- **Reading passage**:
More recently demand response has begun to be considered, and in some cases actually used, to directly supply reliability services to the power system. Rather than reducing overall power system stress by reducing peak loading over multiple hours these programs are targeted to immediately respond to specific reliability events. This is made possible by advances in communications and controls and has benefits for the power system and the loads.

Unfortunately, preconceptions concerning load response capabilities, coupled with misunderstandings of power system physical reliability needs, are limiting the use of responsive loads. In many places loads are prohibited from providing the most valuable reliability services in spite of there being evidence that their response can be superior to that of generators. This is denying the power system of a valuable reliability resource. It is also denying loads the ability to sell valuable services.

This paper (based upon a longer Oak Ridge National Laboratory Report[7]) addresses a number of common misconceptions concerning responsive load and power system reliability interactions.

II. Responsive Load as a Power System Reliability Resource

When used at all by the power system,load response has historically been confined to peak reduction, non-spinning reserve, and emergency load reductions. NERC did not allow load to provide spinning reserve until recently and most regional councils still do not. ERCOT and Reliability First (PJM) are now the two exceptions.

This characterization is not strictly true. Under frequency, under voltage, and fast manual load shedding have always been recognized as invaluable tools for saving the interconnected power system from collapse in dire emergencies. Failure to have and use this capability was one of the major contributors to the August 2003 northeast blackout [9]. The difference, of course, is that while load shedding is fast and accurate enough to be used in the most critical reliability situation the response is involuntary and utility-grade equipment is used to implement it. Its involuntary nature also means that it can only be used very infrequently.Regularly utilizing fast voluntaryreliability load response will benefit both the power system and the loads.

- **Given task A**: Write out the entries as a numbered list, skipping blank lines. Begin at the first line of the entries and stop after the line that contains "[192,571,338,680]".

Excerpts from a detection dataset
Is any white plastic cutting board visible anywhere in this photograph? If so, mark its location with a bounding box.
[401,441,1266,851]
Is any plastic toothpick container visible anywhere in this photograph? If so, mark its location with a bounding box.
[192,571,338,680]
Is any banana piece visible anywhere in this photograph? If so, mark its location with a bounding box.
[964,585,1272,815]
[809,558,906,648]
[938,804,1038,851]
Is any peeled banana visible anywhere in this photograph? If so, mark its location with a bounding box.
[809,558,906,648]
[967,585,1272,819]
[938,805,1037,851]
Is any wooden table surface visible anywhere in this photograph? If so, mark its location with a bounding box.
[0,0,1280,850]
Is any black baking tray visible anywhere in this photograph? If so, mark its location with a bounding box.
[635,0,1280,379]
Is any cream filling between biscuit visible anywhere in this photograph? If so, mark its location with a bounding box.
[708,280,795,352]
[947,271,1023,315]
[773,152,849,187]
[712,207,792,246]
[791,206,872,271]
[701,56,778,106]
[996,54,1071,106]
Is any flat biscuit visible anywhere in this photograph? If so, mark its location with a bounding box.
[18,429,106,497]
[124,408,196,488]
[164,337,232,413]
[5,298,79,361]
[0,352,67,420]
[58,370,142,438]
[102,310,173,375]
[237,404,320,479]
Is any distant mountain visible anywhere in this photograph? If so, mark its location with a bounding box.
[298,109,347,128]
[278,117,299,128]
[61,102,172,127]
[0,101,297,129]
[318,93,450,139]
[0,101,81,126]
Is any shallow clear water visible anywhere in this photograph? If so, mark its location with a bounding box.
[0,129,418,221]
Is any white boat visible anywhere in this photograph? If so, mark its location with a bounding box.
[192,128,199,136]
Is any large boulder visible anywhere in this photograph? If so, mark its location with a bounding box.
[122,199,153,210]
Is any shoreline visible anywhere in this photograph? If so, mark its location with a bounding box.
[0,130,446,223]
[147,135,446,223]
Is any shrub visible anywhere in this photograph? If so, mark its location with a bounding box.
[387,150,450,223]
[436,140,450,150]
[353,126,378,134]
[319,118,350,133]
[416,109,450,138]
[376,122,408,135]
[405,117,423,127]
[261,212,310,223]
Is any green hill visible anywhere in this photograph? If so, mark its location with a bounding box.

- **Given task B**: Continue the passage on demand response and power system reliability from the point where it ends.

- **Exercise answer A**:
1. Is any white plastic cutting board visible anywhere in this photograph? If so, mark its location with a bounding box.
2. [401,441,1266,851]
3. Is any plastic toothpick container visible anywhere in this photograph? If so, mark its location with a bounding box.
4. [192,571,338,680]

- **Exercise answer B**:
For some time my colleagues and I have been advocating that power system reliability could be enhanced by and encouraging responsive load to provide spinning reserve and, more recently, of regulation [2], [3], [4], [5], [6]. We note that the basic response capabilities of some loads are a better match to the power system requirements for spinning reserve and regulation than they are to peak reduction. The limited amount of storage available to the load favors providing the faster but shorter responses. Modern communications and control technology make fast response possible from loads as diverse as residential air conditioners to 80,000 hp pumps or 400 MW aluminum smelters. We are heartened to see that half of the ERCOT spinning reserve requirement is now allowed to (and does) come from responsive load and that PJM now also allows load to provide spinning reserve. Hopefully the rest of the regions will follow soon.

A. Responsive Load for Spinning Reserve

A fundamental characteristic of many loads is that while they can be interrupted they can not sustain that response indefinitely. Residential hot water heating, residential and commercial air conditioning, refrigeration, water pumping, aluminum smelting, etc. are all examples of loads that can be interrupted, most frequently, but only for limited times.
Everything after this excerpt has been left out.